YOUR INSTRUCTIONS:
Please copy out the stretch of the records from the start through the line containing "(1132, 126)", requests included, shifting every coordinate in the answers by -118. Leave the pictures out of your answer.
— Start RECORDS SUPPLIED —
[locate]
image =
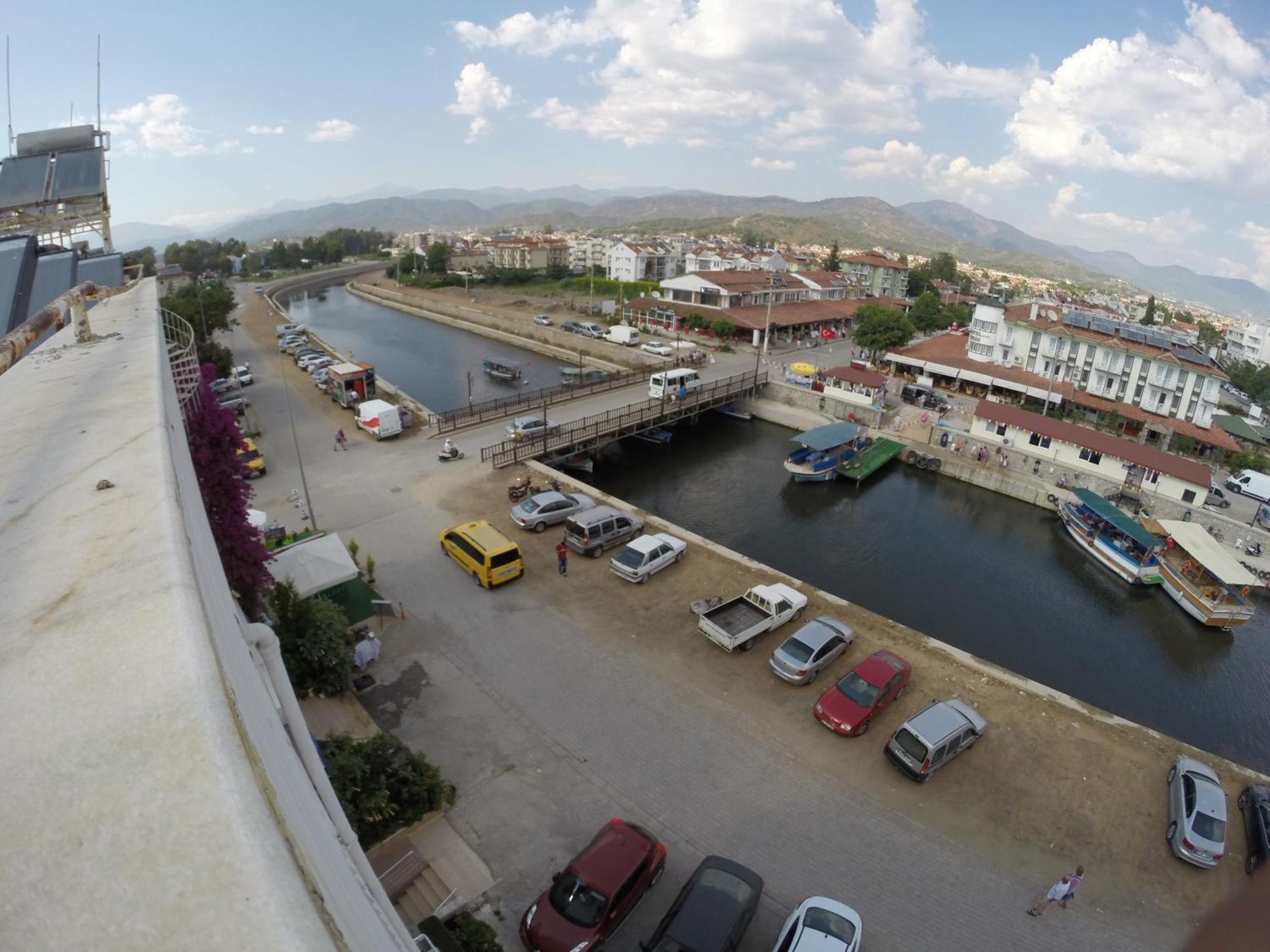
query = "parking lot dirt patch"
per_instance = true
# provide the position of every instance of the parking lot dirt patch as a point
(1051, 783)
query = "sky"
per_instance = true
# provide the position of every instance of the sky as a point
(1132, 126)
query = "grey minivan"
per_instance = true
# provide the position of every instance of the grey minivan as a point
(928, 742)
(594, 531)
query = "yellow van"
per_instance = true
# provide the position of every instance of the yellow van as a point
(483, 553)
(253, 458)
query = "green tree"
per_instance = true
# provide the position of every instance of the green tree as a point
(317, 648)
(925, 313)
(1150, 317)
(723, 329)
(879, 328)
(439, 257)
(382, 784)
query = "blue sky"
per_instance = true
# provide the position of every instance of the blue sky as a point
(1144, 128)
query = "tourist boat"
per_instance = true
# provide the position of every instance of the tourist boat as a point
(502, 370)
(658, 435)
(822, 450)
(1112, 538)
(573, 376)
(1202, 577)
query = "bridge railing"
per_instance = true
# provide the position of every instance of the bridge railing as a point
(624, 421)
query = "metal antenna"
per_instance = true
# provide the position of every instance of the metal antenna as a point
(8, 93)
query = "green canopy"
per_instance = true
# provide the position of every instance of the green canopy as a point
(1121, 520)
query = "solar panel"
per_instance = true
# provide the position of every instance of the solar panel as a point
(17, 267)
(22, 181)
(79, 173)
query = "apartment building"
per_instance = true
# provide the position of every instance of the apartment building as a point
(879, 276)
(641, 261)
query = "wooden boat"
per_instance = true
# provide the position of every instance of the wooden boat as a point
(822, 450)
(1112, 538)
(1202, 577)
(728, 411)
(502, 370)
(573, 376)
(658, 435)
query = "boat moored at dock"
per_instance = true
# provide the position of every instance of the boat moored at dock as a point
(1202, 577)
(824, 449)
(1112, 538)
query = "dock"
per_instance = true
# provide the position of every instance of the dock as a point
— End RECORDS SUPPLIED —
COMPLETE ANSWER:
[locate]
image =
query = "parking lot dirt patch"
per_instance = true
# provide the position of every instance of the parking lot dirt patch as a point
(933, 665)
query = "sky"
per_instance = true
# provide the position of every instance of the sky as a point
(1014, 8)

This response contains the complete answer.